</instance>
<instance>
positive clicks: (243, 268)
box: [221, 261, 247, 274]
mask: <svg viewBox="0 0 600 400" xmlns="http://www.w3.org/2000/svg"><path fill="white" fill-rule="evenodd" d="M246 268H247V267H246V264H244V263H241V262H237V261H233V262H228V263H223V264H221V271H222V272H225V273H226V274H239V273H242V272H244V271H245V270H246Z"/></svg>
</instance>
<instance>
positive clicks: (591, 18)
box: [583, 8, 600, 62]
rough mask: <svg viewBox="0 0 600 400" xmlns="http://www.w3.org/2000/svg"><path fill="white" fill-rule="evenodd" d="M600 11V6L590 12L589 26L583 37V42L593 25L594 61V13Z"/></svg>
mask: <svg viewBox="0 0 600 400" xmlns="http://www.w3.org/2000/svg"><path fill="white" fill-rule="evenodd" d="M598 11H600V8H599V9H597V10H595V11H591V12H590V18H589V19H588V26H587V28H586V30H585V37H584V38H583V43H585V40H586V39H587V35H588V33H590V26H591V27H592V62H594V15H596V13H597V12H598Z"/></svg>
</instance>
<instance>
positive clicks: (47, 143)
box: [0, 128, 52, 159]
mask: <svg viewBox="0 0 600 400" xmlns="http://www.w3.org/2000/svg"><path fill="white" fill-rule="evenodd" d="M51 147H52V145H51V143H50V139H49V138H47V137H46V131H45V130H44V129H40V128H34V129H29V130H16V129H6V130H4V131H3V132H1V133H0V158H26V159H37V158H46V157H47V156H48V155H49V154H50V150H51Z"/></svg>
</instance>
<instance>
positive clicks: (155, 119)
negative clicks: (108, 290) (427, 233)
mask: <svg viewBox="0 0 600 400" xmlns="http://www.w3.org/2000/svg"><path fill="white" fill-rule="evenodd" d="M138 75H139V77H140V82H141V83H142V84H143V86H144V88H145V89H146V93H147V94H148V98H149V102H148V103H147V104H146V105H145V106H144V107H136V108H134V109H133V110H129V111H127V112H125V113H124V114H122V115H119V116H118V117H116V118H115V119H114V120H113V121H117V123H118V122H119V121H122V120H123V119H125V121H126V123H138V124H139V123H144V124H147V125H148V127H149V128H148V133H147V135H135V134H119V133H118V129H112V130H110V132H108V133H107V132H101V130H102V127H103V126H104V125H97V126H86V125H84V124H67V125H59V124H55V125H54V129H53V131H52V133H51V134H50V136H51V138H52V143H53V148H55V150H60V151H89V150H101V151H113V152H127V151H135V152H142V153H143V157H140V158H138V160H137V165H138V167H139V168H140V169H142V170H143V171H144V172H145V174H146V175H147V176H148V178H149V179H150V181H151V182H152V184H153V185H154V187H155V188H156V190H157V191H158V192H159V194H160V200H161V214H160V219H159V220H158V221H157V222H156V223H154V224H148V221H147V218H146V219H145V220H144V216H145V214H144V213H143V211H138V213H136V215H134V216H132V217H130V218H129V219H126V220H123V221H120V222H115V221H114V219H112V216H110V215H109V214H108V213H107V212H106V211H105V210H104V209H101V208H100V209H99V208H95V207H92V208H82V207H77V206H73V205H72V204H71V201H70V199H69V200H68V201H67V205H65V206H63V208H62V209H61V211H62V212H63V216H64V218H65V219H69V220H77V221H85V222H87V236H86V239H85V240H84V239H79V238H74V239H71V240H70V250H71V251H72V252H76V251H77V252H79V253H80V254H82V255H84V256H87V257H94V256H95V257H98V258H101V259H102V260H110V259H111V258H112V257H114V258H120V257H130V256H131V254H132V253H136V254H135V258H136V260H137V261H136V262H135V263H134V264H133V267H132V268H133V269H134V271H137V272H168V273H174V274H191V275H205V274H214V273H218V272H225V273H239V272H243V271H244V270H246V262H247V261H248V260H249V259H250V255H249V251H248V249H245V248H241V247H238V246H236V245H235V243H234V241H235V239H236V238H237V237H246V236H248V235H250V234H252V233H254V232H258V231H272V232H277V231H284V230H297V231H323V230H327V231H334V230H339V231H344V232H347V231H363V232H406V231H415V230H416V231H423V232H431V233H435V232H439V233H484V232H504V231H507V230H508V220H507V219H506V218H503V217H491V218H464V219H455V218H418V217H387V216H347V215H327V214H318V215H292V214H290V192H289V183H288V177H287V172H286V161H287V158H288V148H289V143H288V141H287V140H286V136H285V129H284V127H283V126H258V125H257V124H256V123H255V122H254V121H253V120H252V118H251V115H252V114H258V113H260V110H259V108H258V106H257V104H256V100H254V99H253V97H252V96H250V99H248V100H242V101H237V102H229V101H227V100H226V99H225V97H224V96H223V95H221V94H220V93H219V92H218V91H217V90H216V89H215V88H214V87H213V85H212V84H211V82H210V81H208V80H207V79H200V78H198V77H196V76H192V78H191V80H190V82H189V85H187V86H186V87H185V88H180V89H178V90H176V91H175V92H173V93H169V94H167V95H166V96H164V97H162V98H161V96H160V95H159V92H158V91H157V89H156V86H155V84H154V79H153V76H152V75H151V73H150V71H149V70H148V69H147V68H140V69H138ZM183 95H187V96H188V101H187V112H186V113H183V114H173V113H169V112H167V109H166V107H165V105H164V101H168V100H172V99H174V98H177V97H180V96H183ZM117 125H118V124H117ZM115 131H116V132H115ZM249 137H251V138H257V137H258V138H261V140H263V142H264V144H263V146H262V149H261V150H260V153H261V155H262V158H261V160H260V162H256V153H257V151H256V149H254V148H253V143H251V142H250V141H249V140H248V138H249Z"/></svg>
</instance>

--

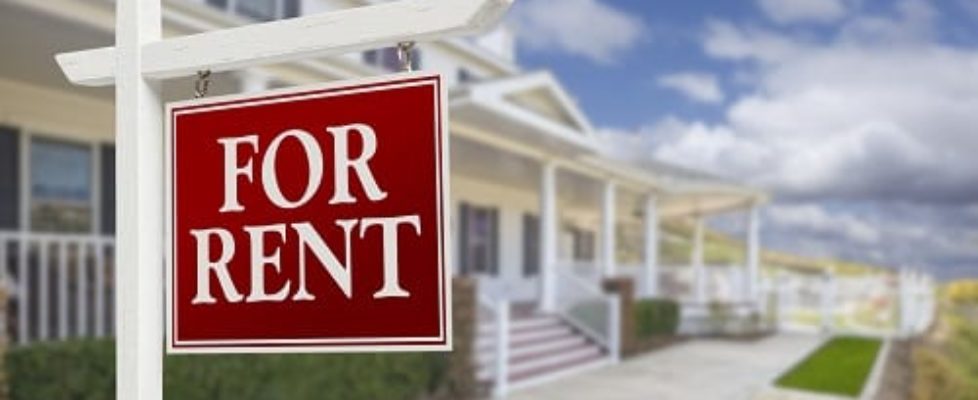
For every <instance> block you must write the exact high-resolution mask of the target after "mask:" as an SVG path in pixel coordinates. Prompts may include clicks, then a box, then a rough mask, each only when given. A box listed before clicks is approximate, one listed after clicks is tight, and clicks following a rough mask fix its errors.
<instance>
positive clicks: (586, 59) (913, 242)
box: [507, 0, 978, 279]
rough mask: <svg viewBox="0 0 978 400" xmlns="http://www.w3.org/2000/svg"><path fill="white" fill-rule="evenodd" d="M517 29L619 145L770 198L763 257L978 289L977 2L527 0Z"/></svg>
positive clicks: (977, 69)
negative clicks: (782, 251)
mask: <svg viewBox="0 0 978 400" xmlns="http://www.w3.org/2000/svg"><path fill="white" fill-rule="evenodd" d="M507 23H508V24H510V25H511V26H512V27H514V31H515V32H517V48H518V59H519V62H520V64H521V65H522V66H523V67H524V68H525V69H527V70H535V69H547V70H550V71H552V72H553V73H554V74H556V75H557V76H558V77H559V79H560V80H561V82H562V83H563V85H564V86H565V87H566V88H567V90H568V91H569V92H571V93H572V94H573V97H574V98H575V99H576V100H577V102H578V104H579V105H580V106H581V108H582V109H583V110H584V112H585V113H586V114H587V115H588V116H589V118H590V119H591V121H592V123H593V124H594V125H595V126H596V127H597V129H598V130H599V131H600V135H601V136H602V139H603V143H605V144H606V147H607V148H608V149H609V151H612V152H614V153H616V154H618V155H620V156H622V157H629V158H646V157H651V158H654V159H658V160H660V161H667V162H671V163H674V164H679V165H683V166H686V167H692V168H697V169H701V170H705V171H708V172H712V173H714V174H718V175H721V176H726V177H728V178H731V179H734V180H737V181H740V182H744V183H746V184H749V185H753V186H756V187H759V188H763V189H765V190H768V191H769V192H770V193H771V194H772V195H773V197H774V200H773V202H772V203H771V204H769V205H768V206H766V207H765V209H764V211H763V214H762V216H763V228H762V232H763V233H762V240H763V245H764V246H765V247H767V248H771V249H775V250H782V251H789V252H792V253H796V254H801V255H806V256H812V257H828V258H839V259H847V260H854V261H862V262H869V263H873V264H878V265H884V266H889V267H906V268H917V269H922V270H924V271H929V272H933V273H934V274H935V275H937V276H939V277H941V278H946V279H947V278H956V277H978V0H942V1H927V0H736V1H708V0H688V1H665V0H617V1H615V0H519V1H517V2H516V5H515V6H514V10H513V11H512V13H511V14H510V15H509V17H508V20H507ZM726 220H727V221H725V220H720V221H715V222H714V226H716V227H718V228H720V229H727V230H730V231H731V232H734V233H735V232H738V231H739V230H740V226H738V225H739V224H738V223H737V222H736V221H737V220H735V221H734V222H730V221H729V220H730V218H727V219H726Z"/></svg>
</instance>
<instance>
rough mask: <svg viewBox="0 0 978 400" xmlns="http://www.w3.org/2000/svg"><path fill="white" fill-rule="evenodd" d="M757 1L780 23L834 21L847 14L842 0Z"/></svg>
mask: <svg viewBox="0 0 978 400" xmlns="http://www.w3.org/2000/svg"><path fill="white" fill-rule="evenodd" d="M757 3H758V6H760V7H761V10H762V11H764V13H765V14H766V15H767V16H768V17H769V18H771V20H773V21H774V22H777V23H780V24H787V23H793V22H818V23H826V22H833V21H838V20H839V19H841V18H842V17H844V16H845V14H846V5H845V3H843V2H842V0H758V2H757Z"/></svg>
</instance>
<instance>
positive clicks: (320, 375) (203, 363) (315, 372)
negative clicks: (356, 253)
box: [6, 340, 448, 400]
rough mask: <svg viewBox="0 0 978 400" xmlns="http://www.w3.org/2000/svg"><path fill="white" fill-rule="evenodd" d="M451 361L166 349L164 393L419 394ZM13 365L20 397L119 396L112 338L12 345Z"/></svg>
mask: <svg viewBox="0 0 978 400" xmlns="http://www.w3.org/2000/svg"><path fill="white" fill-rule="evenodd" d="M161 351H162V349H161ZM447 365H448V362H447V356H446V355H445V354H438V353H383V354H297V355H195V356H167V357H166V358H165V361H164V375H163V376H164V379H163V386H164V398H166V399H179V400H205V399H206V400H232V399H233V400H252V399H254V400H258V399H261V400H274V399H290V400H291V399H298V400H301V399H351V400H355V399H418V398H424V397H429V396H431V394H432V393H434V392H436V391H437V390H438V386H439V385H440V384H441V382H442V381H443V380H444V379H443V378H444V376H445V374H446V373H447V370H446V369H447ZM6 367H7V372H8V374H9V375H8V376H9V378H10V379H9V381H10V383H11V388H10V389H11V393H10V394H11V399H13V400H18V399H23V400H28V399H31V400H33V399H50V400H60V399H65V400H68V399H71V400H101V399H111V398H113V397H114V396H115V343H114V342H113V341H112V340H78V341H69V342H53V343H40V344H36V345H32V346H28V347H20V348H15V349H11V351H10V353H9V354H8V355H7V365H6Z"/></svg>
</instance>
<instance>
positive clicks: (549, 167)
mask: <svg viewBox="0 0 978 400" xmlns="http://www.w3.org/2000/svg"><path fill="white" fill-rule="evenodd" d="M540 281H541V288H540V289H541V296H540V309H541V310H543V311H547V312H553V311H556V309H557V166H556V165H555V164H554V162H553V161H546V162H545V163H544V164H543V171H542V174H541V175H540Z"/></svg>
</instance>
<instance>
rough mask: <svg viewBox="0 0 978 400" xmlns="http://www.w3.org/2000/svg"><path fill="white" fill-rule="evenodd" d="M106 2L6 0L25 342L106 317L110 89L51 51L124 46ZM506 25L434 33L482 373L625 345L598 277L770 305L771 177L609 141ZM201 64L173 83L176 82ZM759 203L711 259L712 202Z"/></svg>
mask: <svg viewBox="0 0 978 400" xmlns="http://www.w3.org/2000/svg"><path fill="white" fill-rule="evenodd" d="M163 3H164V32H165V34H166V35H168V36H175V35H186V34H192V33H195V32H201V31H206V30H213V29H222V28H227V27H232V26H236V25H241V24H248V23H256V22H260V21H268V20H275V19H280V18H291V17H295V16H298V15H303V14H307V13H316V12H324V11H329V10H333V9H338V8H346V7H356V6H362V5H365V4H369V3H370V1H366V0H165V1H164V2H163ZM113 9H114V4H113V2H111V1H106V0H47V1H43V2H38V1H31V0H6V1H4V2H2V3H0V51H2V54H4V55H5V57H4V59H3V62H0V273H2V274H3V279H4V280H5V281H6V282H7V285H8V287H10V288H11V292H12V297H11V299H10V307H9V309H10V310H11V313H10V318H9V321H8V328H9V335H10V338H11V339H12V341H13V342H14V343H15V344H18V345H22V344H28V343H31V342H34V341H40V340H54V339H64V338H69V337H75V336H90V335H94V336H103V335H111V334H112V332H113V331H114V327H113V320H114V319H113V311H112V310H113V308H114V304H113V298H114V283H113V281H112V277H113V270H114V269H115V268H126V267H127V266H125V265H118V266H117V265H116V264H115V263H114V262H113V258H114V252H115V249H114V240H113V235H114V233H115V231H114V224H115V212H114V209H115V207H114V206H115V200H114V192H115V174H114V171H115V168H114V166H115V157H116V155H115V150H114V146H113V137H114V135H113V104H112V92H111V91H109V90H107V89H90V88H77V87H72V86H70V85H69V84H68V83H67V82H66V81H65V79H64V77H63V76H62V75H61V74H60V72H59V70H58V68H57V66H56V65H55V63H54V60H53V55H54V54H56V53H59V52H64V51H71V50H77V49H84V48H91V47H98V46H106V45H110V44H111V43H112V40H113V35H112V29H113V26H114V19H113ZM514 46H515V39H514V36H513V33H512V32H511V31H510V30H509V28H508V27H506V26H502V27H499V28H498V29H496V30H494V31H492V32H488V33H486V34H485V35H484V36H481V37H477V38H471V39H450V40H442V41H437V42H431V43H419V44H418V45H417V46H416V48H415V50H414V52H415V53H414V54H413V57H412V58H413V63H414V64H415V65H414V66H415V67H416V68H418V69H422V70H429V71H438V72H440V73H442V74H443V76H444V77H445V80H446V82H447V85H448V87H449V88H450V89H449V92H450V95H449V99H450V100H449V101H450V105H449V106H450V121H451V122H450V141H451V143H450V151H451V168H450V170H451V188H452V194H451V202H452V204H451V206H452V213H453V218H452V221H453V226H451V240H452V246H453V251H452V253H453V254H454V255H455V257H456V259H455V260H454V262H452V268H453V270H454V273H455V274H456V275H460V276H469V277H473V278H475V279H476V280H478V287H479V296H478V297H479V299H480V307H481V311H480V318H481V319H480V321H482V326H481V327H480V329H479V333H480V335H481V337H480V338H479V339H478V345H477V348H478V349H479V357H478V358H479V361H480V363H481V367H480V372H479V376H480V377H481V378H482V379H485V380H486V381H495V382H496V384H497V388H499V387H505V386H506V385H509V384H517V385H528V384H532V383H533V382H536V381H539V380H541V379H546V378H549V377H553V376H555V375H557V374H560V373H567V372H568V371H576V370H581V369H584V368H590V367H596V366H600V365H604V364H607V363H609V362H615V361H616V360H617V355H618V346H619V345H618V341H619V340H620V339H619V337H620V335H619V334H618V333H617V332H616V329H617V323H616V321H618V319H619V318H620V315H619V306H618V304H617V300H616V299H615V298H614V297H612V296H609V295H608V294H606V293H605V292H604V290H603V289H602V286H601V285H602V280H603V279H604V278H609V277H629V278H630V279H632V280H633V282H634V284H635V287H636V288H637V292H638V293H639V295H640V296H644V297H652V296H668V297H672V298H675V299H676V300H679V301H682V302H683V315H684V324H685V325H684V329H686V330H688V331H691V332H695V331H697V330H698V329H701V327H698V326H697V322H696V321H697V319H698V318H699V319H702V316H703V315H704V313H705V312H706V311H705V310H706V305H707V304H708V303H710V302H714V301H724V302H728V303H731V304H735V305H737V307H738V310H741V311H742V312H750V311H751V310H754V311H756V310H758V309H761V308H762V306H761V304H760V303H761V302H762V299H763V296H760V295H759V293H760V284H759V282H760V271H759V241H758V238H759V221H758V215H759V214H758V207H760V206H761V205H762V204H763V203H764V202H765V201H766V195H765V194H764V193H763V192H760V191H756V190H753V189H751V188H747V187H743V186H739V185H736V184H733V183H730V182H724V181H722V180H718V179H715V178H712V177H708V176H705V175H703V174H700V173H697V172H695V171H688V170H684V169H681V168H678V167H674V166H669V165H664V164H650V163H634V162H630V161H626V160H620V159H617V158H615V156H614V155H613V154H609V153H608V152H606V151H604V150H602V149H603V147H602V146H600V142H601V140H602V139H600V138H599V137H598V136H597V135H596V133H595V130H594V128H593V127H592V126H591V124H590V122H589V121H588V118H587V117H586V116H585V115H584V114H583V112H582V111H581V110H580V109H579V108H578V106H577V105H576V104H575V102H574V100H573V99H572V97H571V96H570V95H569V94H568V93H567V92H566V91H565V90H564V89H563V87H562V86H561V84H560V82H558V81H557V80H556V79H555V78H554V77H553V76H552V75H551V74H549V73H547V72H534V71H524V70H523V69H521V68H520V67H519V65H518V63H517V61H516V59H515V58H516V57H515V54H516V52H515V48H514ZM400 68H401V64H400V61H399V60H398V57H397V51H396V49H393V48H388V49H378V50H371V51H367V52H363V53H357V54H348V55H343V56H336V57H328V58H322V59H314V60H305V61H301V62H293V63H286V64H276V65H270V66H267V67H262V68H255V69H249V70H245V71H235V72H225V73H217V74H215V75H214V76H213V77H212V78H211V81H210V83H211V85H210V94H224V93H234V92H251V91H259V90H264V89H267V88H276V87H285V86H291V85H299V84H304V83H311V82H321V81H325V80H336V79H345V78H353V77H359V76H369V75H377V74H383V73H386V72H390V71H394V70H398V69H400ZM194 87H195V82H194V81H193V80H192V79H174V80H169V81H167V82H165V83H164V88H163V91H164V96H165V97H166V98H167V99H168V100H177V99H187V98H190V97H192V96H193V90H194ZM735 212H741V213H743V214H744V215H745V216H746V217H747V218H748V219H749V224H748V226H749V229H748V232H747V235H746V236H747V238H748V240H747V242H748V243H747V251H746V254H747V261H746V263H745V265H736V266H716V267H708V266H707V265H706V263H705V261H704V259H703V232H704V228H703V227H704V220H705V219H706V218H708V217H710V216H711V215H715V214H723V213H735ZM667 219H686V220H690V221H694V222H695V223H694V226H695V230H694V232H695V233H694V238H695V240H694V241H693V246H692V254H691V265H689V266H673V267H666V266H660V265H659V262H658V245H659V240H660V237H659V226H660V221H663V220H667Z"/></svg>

--

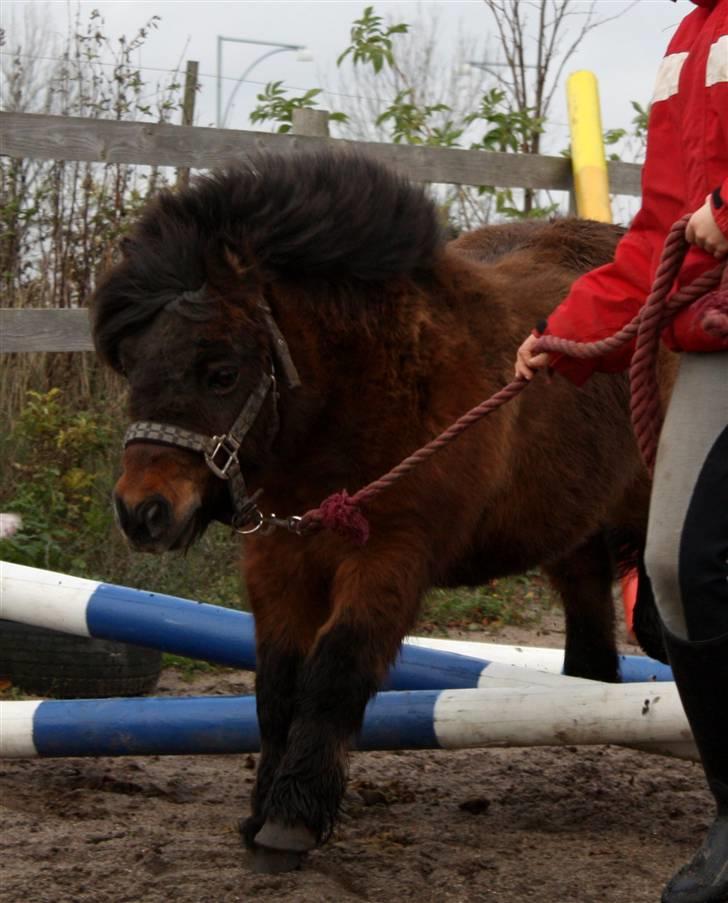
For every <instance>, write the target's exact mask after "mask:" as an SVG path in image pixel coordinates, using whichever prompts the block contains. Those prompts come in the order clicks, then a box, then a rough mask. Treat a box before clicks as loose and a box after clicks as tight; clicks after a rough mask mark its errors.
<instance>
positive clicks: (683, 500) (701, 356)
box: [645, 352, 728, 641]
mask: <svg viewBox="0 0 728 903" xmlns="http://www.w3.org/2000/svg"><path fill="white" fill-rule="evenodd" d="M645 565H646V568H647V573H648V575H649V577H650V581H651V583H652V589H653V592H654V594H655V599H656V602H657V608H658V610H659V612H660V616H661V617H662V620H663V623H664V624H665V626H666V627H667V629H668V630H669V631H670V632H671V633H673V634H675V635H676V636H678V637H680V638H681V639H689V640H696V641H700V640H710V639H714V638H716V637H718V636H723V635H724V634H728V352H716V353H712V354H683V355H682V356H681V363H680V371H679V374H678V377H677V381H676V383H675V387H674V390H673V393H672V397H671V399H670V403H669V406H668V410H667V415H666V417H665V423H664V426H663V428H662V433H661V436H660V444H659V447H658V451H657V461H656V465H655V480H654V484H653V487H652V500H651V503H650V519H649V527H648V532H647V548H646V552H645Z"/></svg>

**EXERCISE DIRECTIONS:** Among the lines of the listing above, count those that include "write" and give only the total.

**REPLY:** 2